§ EXERCISE TASKS
(a) Which values of b does Answer 2 in the thread on the sequences a and b list?
(b) Can you carry on the forum thread about proving b_n ≥ a_n by induction, picking up after its last line?

§ TEXT BLOCK
==========

Question

2 functions
a, b : N --> N are defined
\(a_0 =2; a_1 =2; a_{n+2}=a_{n+1} + a_n\)
\(b_0=2, b_1=2, b_{n+2} = b_{n+1} * b_n\)
Prove by induction that \(b_n \geq a_n\)
Please, help

Answer 1

For n = 0, \(a_2 = a_1 + a_0 = 4\\a_3 = 6 \\a_4 = 10\\a_5= 16\\a_6 = 26\),
Hence the sequence is {2,2,6,10,16,26,.....}

Answer 2

\[b _{2}=4\]\[b _{3}=8\]\[b _{4}=32\]\[b _{5}=256\]

Answer 3

Don't we have to find explicit formula for \(a_n, b_n\)?

Answer 4

i don't use any

Answer 5

Ok, show me more, please

Answer 6

My attempt: For a_n
Characteristic equation: r^2 -r -1 =0, \(r =\dfrac{1\pm\sqrt5}{2}\),
Then the solution is \(a_n = A (\dfrac{1+\sqrt5}{2})^n + B(\dfrac{1-\sqrt5}{2})^n\)
If n = 0, \(a_0 = 2 \), hence A + B = 2
If n=1, \(a_1 = 2, hence ~~ A (\dfrac{1+\sqrt5}{2}) + B(\dfrac{1-\sqrt5}{2})=2\)
We can solve for A and B to get the explicit formula for \(a_n\)
Do the same to find \(b_n\)
From then, use induction to prove that \(b_n \geq a_n\)
Am I right so far?

Answer 7

solving the recurrence relations looks more complicated than necessary

Answer 8

First of all, notice that both the given sequences are increasing and each term is \(\ge 2\)

Answer 9

Base case : \(a_0 = 2\ge 2=b_0\)

Induction Hypothesis : assume \(b_k\ge a_k\)

Induction step :
\(
b_{k+1} = b_{k} * b_{k-1}\\~\\

\ge a_k*b_{k-1}\\~\\
\ge a_k*2\\~\\
= a_k + a_k\\~\\
\ge a_k + a_{k-1}\\~\\
=a_{k+1}
\)

==========

§ ROWS
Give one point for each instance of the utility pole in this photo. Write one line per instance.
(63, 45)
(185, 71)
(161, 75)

==========

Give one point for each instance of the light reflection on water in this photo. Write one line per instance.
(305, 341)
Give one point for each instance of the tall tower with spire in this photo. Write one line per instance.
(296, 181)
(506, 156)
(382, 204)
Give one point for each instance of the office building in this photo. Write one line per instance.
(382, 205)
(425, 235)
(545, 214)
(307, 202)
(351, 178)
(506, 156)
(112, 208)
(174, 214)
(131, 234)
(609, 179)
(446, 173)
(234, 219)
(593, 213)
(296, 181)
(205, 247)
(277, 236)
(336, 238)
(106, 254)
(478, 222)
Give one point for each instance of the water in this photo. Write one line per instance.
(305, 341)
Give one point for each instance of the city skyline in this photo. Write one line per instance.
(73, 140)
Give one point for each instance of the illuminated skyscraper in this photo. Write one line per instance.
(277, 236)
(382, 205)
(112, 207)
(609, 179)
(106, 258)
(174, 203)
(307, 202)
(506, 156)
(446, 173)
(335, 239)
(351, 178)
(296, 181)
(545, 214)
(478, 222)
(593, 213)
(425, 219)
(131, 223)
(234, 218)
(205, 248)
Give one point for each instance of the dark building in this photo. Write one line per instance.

==========

§ TASK RESULTS
(a) b_2 = 4, b_3 = 8, b_4 = 32, b_5 = 256

(b)
Answer 10

that should do

Answer 11

WWWWWWWWWoah!! you make it easy!@!:(:)

Answer 12

maybe work two terms in the base case because the recurrence relation is two levels deep

Answer 13

Got you, thank you so much.

Answer 14

I like ganeshie's answer here.

Answer 15

I have a question on residue.
I need find the least residue of 1! +2! +...+10! modulo 2.

Answer 16

But I would add a corollary that shows \(a_{n+1}\ge a_n\)

Answer 17

or k in this instance

Answer 18

that would make it more complete...

Answer 19

Can I argue: 2! = 0 mod 2
other are same
and 1! =1 mod 2
then 1! +2!+.....+10! = 1 mod 2
Is it ok?

Answer 20

looks good to me

Answer 21

The problem is I don't find any theorem or corollary in book support my argument.

Answer 22

which argument ?

Answer 23

I would say your residue argument relies solely on the properties of even and odd numbers

Answer 24

yeah we have, \(2\mid n!\) for all \(n\ge 2\).
so \(n!\equiv 0 \pmod{2}\) for all \(n\ge 2\)

Answer 25

and definition of factorial, since they must all be even

Answer 26

\(1! \equiv 1(mod2)\\2!\equiv 0 (mod 2)\\--------------------\\1! +2! \equiv 1 (mod 2)\)

This property.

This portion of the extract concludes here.